### [Records from a point labeling set]
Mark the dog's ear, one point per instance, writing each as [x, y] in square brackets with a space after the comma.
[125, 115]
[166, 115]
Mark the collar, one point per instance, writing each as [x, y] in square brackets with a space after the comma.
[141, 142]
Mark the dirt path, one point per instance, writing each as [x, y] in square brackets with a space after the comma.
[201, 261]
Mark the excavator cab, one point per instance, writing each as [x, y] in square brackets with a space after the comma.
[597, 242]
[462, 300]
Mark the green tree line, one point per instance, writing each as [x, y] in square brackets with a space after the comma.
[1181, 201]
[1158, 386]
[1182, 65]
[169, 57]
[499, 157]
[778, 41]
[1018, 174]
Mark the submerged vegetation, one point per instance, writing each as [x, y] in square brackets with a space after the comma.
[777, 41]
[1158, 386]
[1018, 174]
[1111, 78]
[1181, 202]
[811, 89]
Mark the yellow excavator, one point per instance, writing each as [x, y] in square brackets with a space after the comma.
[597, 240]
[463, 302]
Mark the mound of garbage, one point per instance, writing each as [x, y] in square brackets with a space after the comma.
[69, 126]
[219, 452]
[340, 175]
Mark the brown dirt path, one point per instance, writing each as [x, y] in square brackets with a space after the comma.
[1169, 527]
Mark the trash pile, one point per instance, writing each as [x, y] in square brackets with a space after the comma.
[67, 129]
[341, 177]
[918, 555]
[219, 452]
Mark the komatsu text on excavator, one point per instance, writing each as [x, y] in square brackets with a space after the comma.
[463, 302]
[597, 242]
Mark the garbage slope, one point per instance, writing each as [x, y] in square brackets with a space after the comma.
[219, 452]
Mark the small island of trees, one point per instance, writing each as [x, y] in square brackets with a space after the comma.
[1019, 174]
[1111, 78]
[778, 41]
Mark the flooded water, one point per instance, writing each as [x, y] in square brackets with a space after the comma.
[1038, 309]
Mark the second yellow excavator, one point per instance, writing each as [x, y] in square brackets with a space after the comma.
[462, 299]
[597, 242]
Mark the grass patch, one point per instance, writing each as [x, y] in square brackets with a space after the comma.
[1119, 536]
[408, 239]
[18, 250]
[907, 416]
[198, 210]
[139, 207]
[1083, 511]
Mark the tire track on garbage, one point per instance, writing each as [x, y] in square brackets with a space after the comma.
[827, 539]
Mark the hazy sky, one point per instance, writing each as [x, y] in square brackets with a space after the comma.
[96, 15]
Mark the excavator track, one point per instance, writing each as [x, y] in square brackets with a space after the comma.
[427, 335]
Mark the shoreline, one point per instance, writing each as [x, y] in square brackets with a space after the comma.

### [Exercise task]
Output every line of the items above as a numbered list, skipping any blank lines.

### [Solved exercise]
1. Mark the dog's ear, one point per instance, writing each as [x, y] in square brackets with a space after the comma.
2. [125, 115]
3. [166, 115]
4. Mark the collar, one point per instance, writing each as [x, y] in square brackets with a space after the comma.
5. [141, 142]
6. Mark the dirt path, one point per instance, writing each as [x, y] in square brackets with a space after the comma.
7. [201, 261]
8. Mark the excavator cab, one point per instance, writing each as [x, y] in square brackets with a space after the comma.
9. [597, 242]
10. [462, 300]
11. Mark the green tree line, one point per instance, writing each as [x, y] in square brackets with a space after the comma.
12. [1181, 201]
13. [1158, 386]
14. [1182, 65]
15. [169, 57]
16. [499, 157]
17. [778, 41]
18. [1018, 174]
19. Mark the submerged vegetation, one point per instance, writing each as [x, y] in square brackets with a space after the comma.
20. [777, 41]
21. [1158, 386]
22. [1018, 174]
23. [1111, 78]
24. [1181, 202]
25. [811, 89]
26. Mark the yellow excavator, one point per instance, writing each as [x, y] in square brackets with a space after the comma.
27. [597, 240]
28. [463, 302]
29. Mark the mound of garbage, one point per instance, writing each as [x, y] in square brackets with a space after the comma.
30. [69, 126]
31. [219, 452]
32. [340, 175]
33. Mark the brown dirt path, one point per instance, writing each as [x, y] in square brackets with a space after the comma.
34. [1169, 527]
35. Mark the trash pile, one point per instance, writing each as [x, y] in square brackets with a space after the comma.
36. [67, 129]
37. [341, 177]
38. [918, 555]
39. [219, 452]
40. Mark the komatsu text on excavator, one point per instance, writing each as [x, y] in square brackets with a space after the comma.
41. [463, 302]
42. [597, 242]
43. Mark the garbage slope, one point per instance, writing each as [x, y] in square brackets with a space after the comma.
44. [219, 452]
45. Mark the small island of trees, one point per instance, writing each as [x, y] in square brackets with a space after the comma.
46. [1019, 174]
47. [1111, 78]
48. [778, 41]
49. Mark the flooded water, one point per instance, writing each as [x, y] in square brackets with a space after the comma.
50. [1038, 309]
51. Mark the second yellow excavator, one point per instance, writing each as [x, y] in square brackets with a space after the comma.
52. [462, 299]
53. [597, 242]
54. Mark the grass patch, one point per instance, writing each as [x, y] in square brackets with a space after the comma.
55. [1119, 536]
56. [408, 239]
57. [18, 250]
58. [907, 416]
59. [198, 210]
60. [139, 207]
61. [1083, 511]
62. Mark the tire track on garbage, one point per instance, writing each as [x, y] in square brackets with a space after the comma.
63. [827, 539]
64. Mark the hazy sky, one point per instance, writing each as [x, y] in square brackets with a space after the comma.
65. [96, 15]
66. Mark the excavator track, one point per instance, writing each as [x, y] in square brackets with a space after the comma.
67. [427, 335]
68. Mark the shoreline, one point per instance, writing each as [x, y] in square brackets with a space after the comma.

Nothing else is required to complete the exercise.